### EXERCISE INPUTS
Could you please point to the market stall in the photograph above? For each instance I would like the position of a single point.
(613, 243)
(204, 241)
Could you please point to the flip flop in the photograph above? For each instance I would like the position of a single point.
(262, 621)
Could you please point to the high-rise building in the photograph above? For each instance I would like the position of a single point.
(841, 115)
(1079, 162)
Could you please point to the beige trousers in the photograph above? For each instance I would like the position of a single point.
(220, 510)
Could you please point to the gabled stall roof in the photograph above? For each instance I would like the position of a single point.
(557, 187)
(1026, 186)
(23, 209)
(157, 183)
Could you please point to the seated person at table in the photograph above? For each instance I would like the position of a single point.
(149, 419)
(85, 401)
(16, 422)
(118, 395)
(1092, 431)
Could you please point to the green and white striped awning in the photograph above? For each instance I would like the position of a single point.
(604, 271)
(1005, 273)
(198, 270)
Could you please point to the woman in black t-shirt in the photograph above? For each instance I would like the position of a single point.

### INSTRUCTIONS TO FOLLOW
Reproduce the lines from the one containing "Could you please point to the seated" to the end of the entries, keeping both ends and adding nothing.

### FINAL ANSWER
Could you please point to the seated person at table in the photograph above? For each instance I would like the position of a single point.
(149, 419)
(85, 401)
(16, 422)
(118, 395)
(1092, 431)
Could you please point to the green and white striped awning in the photograph above? For each instance I would like the position of a single point.
(604, 271)
(1005, 273)
(198, 270)
Could you please point to the woman in black t-shirt in the photograph above? For each instance I would like the position of a single point.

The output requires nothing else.